_WHAT IS NEEDED:_
Repeat the whole listing below, word for word.

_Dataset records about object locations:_
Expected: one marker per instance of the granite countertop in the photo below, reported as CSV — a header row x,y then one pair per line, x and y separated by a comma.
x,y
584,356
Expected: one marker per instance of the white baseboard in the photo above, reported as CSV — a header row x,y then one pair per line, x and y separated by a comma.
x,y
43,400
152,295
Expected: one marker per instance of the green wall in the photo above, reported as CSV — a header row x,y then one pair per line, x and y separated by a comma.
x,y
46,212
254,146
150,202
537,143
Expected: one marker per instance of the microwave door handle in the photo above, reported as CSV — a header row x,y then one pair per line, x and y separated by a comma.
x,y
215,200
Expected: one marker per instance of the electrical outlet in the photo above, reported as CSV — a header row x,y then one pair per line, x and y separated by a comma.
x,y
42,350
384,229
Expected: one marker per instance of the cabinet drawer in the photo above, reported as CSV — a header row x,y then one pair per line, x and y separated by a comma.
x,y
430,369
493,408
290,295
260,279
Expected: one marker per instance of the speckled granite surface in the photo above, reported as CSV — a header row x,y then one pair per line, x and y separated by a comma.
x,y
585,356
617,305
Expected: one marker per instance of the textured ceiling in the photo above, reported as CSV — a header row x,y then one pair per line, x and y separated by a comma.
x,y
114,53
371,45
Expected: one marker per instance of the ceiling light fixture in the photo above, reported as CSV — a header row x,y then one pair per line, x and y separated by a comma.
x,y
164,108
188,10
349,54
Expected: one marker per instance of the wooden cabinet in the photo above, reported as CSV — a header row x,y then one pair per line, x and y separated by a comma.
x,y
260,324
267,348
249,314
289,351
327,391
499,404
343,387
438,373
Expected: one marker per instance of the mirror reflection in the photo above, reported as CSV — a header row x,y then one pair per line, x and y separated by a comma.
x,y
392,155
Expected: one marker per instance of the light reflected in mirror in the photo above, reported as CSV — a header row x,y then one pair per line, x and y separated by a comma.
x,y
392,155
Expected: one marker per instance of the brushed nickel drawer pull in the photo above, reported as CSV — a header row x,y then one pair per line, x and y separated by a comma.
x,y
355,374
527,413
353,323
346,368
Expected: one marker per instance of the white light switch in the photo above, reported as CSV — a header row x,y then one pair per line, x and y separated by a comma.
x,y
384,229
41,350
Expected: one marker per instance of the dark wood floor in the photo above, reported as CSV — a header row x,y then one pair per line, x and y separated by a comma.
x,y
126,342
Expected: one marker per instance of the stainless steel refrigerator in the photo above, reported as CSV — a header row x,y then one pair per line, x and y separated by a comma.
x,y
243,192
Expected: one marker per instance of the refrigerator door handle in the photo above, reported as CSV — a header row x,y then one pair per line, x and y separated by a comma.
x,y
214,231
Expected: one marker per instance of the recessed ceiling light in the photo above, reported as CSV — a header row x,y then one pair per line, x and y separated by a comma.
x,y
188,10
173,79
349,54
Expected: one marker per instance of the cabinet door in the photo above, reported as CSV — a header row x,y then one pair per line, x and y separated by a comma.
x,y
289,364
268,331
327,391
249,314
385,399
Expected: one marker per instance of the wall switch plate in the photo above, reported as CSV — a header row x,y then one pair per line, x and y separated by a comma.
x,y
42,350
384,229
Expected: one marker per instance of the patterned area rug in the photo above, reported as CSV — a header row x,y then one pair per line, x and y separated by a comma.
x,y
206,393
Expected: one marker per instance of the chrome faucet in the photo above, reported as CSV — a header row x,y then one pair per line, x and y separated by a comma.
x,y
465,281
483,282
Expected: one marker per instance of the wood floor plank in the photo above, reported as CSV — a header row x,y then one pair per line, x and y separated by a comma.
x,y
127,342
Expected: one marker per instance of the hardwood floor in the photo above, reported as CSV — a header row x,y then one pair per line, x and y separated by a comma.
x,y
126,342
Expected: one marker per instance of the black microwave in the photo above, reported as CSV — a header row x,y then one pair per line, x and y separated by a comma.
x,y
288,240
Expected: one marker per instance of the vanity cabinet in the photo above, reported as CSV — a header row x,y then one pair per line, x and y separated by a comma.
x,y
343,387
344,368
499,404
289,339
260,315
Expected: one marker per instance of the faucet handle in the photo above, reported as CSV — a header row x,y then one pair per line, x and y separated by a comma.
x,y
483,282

_REPLY:_
Expected: one marker per instance of the granite countertop in the photo below, reported as CSV — a header row x,y then one pair per line, x and y separated by a comma.
x,y
584,356
Expected: one marker per instance of the white baseboard in the photo above, reported as CSV — a header row x,y then one pair per line, x and y separated by a comma.
x,y
43,400
152,295
Expected: one marker per instance of the green wall in the photo above, reported as CSV — a header row x,y then one pair per line, x and y separated by a comma.
x,y
46,212
254,146
150,202
537,143
Expected: one marker per instance of the microwave door handle in the photo above, reported as CSV — a header row x,y then one pair per line, x and y separated by a comma.
x,y
215,200
Expected: one marker per instance of the electrical outlet in the photo above, reported as CSV — a header row x,y then one pair per line, x and y separated by a comma.
x,y
42,350
384,229
Expected: one marker per instance of the cabinet drawer in the photo above, reported as CSV — a header row x,y then one pair per line, x and y separated by a comma.
x,y
430,369
493,408
290,295
260,279
Expected: one marker per instance of the speckled granite surface in the photo above, reported as CSV — a header row x,y then one pair per line, x and y separated by a comma.
x,y
585,356
617,305
Expected: one marker per instance of the textured ceiling in the photo above, reported as CSV — a header row x,y then one pair per line, x and y separated by a comma.
x,y
114,53
371,45
Expected: one marker per instance of the ceiling light fixture in the photo above, reported as CSV — a header row x,y then one pair per line, x and y separated by a comma.
x,y
164,108
188,10
349,54
Expected: one marker per instance of the wooden cabinet in the photo above, reported as CSV — a header row x,y then one pair per line, x and y separated by a comma.
x,y
260,324
267,348
249,314
289,351
327,391
499,404
343,387
438,373
Expected: one marker per instance of the mirror reflection in the photo above, reported as CSV — a header row x,y then one pair per line, x and y separated by a comma.
x,y
392,155
Expected: one marker per instance of the light reflected in mirror in the photo above, reported as CSV — a header row x,y then one pair per line, x and y separated by a comma.
x,y
392,155
Expected: one marker per instance of the brushed nickel drawer pull in the photo above, reported as CSV — a header row x,y then one pair per line, x and y separated by a comma.
x,y
355,374
527,413
353,323
346,368
Expected: one marker per instance of the white light switch in the photo above, reported as CSV — a header row x,y then one pair per line, x and y separated by a comma.
x,y
384,229
41,350
Expected: one marker per instance of the dark wood floor in the photo above, reported as CSV — a header row x,y then one pair per line, x and y separated by a comma.
x,y
126,342
Expected: one marker per instance of the stainless steel refrigerator in the photo above, reported as CSV — a header row x,y then one pair per line, x and y separated by a comma.
x,y
243,192
Expected: one marker per instance of the refrigerator door handle in the photo above, reported as CSV — a header row x,y then one pair per line, x and y separated by a comma.
x,y
214,231
Expected: one marker per instance of the recessed ceiling light in the photo above, reported as CSV — a header row x,y then one pair per line, x and y separated by a comma.
x,y
188,10
173,79
349,54
Expected: one marker per instance of the cabinet door in the photo above, reported as CSV — a header row x,y then one pair per line, x and y separated by a comma.
x,y
289,364
268,331
327,391
249,314
385,399
Expected: one marker per instance of the wall switch plate in the photo above, reported as CSV — a header row x,y then one pair per line, x and y separated by a comma.
x,y
42,350
384,229
Expected: one marker per instance of the patterned area rug in the photo above, reported as CSV — a header row x,y then one pair per line, x and y separated by a comma.
x,y
206,393
Expected: one marker per instance of the chrome faucet in the photo above, reported as CSV — a header row x,y then one pair per line, x and y separated by a comma.
x,y
465,281
483,282
Expected: one marker per instance of the wood floor plank in the photo above, reported as CSV — a header row x,y then one pair per line, x and y separated by a comma.
x,y
127,342
Expected: one marker per instance of the hardwood floor in the photo above, reported as CSV — a header row x,y then one pair per line, x and y separated by a comma.
x,y
126,342
Expected: one marker per instance of the black microwave in the photo above, reported as CSV — a header row x,y then one pair per line, x and y separated by a comma.
x,y
288,240
Expected: one marker per instance of the vanity cabinet in the photo above, reported as CSV — a header row x,y then one pair per line, x and y separated by a comma.
x,y
343,387
344,368
499,404
289,339
260,315
Expected: one marker per instance of the faucet handle in the photo above, reported as CSV — a header row x,y then one pair per line, x and y separated by a comma.
x,y
483,282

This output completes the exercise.